*Problems*:
A: Translate this sentence from the forum thread about the detailing course into Spanish: "All requests for specific demos will be addressed on the day and hopefully I can include them."
B: Carry on the forum thread about the detailing course from the point where it stops.

*Given text*:
A reserve list will also be up and running, if you have paid a deposit and genuinally cannot make it and a reserve person can take your place then I will return deposits, you can't say farer than that!!!

All requests for specific demos will be addressed on the day and hopefully I can include them.

Please show your interest in the forum if you wish to attend. Many thanks and hoping for a good day.

Steve

Booking List. I cap the day at 10 people, I don't believe you can offer a full hands on training course with numbers over this, unless you just run a demo based course.

Confirmed Places
1. snowz
2. Jay
3. 
4. 
5. 
6. 
7. 
8. 
9. 
10.

Reserve or no deposits received.
1. 
2.

Cheers looking forward to a great course.
:buffer:

Some pictures from August's course, a good day was had by all.
Claying the car.








A Very swirly bonnet.
















After a quick tickle of 3M Fast Cut on a Scholl Wool pad worked for about 2 minutes, then reloaded the pad then another 2 minutes. There are slight wool pad marks but the polishing stage will see them off.








The concentration these guys have.
























The middle is the datum not polished bit, the left and right are after wool and Megs MF pads with Scholl S17.








And some wet sanding, at last!!!!
























Not bad for a training day!!!


----------



## snowz (Nov 14, 2012)

Put me down please, maybe +1 will confirm tonight


----------



## Mirror Finish Details (Aug 21, 2008)

snowz said:


> Put me down please, maybe +1 will confirm tonight


Ok dude.


----------



## khurum6392 (Oct 11, 2012)

*course*

hi steve put my name down please thanks


----------



## Mirror Finish Details (Aug 21, 2008)

khurum6392 said:


> hi steve put my name down please thanks


Will do.


----------



## Suasexed (Oct 25, 2005)

What's the postcode where this is being held? May be interested if I can get there okay! Cheers.


----------



## Mirror Finish Details (Aug 21, 2008)

Suasexed said:


> What's the postcode where this is being held? May be interested if I can get there okay! Cheers.


Hi it's WA14 in Altrincham Cheshire.


----------



## Aps-direct (Nov 19, 2012)

*Dataset extract*:
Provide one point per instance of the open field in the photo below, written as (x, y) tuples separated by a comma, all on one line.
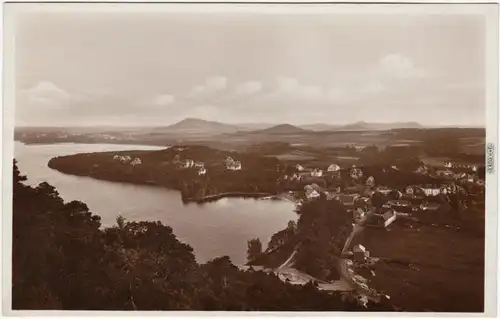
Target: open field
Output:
[(432, 268)]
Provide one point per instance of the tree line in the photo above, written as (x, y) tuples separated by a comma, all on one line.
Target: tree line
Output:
[(63, 259)]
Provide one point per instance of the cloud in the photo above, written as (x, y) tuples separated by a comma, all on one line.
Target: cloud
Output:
[(46, 94), (163, 100), (250, 87), (373, 88), (287, 84), (401, 67), (216, 83), (212, 84)]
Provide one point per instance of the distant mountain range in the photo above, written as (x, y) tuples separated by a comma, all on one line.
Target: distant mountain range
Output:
[(197, 126), (193, 125)]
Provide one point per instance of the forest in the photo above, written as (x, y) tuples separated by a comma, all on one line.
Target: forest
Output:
[(63, 259)]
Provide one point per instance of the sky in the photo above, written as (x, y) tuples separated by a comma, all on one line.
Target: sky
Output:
[(151, 69)]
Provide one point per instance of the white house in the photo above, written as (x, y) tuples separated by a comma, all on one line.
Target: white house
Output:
[(356, 173), (409, 190), (317, 172), (423, 169), (333, 168), (360, 253), (389, 217), (136, 161), (384, 190), (234, 166), (431, 190), (370, 181), (187, 163), (123, 159), (199, 164), (299, 167), (312, 194), (429, 206)]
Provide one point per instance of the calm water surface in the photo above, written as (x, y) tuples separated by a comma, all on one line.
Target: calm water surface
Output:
[(212, 229)]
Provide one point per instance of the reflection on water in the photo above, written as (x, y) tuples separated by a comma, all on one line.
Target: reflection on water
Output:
[(212, 229)]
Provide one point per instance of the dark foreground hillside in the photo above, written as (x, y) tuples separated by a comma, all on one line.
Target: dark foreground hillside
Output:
[(62, 259)]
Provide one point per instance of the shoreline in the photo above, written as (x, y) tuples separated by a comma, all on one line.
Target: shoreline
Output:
[(187, 200)]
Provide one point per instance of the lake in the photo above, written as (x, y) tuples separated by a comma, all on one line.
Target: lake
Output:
[(212, 229)]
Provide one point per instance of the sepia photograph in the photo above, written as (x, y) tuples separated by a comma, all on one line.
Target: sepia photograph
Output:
[(250, 157)]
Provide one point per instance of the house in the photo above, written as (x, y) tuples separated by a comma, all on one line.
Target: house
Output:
[(233, 165), (360, 254), (384, 190), (136, 161), (299, 167), (312, 187), (370, 181), (312, 194), (317, 172), (399, 203), (445, 173), (409, 190), (123, 159), (355, 173), (359, 214), (187, 163), (430, 206), (423, 169), (363, 201), (389, 217), (348, 199), (333, 168), (431, 190), (176, 159), (199, 164)]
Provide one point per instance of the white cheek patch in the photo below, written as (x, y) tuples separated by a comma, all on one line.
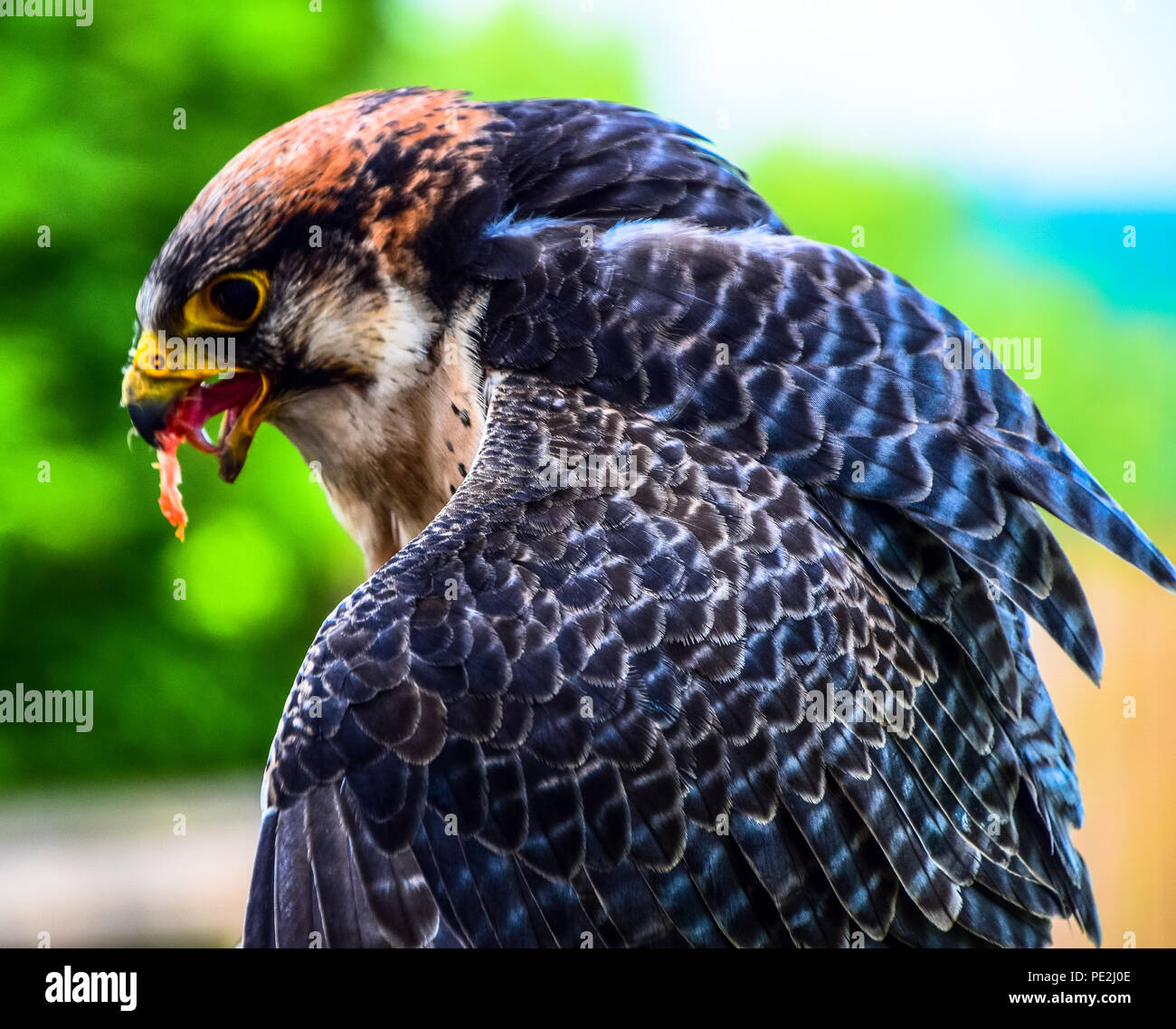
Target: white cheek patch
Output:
[(384, 334)]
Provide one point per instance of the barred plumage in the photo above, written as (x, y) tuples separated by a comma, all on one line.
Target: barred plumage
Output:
[(773, 684)]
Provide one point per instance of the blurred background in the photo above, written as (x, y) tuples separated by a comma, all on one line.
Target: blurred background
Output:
[(1014, 160)]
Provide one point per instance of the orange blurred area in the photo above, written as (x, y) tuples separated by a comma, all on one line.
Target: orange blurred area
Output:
[(1127, 765)]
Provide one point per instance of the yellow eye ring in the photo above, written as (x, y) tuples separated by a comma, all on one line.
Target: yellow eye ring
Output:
[(232, 301)]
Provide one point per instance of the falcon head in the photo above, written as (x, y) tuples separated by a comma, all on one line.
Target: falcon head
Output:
[(307, 286), (320, 281)]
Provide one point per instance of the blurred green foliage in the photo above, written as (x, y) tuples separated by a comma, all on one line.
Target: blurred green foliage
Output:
[(89, 569)]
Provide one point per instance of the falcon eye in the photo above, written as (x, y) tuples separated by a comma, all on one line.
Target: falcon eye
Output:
[(236, 299), (231, 301)]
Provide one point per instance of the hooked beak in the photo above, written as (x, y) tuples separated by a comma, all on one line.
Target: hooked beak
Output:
[(177, 393)]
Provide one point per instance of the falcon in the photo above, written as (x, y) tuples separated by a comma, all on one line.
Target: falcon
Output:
[(698, 572)]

*Answers to the exercise*:
A: Todas las solicitudes de demostraciones específicas se atenderán ese mismo día y, con suerte, podré incluirlas.

B:
Looks like it will be a fantastic day.


----------



## Elliot_C (Jun 22, 2012)

Where are you based? id love to do this.


----------



## Elliot_C (Jun 22, 2012)

oops sorry realised above


----------



## PhilDc2 (Dec 7, 2011)

Great course & good location. I would say if you are a beginner then this is for you, if you have a machine and have used it a few times and have good results i think a 1to1 would be better.

Handy to see what products work well and get good advice on what products to buy.


----------



## Mirror Finish Details (Aug 21, 2008)

Plenty of spots left, but will run the course anyway as did not expect to fill up.


----------



## khurum6392 (Oct 11, 2012)

had a great session on saturday at shinearama thanks steve awsome detailing session


----------



## Imran (Sep 7, 2008)

Hi 

Are there any more plans for any more courses next year?


----------



## khurum6392 (Oct 11, 2012)

i had a great day at mirror finish detailing excellent tutorial by steve highly reccomended


----------



## snowz (Nov 14, 2012)

Yea i too had a great day.
It was put on and run very professionally but in a easy simple way to understand and learn from.
Big thanks to Steve for the hands on tutorial and Mike for the excellent premises and shop.
Also the bacon and black pudding and endless coffees went down well.

There are some pictures to be added soon hopefully

Cheers guys


----------



## Marcos999 (Aug 16, 2010)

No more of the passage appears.